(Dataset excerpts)
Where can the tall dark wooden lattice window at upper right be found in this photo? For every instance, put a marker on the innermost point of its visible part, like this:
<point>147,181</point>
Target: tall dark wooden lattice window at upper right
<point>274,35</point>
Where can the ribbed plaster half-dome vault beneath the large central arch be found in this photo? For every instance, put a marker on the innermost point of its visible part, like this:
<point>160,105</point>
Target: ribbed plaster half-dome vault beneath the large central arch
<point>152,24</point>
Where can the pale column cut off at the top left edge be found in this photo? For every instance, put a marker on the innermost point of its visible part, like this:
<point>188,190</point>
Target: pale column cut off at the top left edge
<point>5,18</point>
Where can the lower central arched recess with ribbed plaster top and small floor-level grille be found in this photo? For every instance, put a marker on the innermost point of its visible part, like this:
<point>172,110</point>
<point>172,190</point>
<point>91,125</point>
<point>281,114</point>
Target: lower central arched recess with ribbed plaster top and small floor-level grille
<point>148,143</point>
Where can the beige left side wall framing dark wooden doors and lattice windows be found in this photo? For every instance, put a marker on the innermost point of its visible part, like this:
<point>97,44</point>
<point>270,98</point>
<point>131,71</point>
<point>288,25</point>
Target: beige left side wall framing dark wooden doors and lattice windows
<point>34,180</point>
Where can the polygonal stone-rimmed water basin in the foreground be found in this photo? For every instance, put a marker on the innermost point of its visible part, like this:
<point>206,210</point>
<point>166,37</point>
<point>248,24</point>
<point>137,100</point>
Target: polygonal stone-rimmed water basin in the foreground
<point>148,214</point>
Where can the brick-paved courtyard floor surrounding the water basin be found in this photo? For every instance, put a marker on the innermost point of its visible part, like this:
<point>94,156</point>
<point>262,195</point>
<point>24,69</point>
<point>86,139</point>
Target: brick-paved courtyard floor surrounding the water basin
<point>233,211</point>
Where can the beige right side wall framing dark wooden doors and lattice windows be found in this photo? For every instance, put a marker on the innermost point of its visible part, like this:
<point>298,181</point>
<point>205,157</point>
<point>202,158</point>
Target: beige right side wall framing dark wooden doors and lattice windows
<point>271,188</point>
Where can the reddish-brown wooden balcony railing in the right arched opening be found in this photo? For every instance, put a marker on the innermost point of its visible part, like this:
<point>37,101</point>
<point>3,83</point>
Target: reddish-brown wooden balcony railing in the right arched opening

PROBLEM DESCRIPTION =
Please show, exactly as written, every line above that contains the word "balcony".

RESPONSE BOX =
Where can the reddish-brown wooden balcony railing in the right arched opening be found in this photo? For every instance, put a marker on the innermost point of its visible part, like this:
Target: reddish-brown wooden balcony railing in the right arched opening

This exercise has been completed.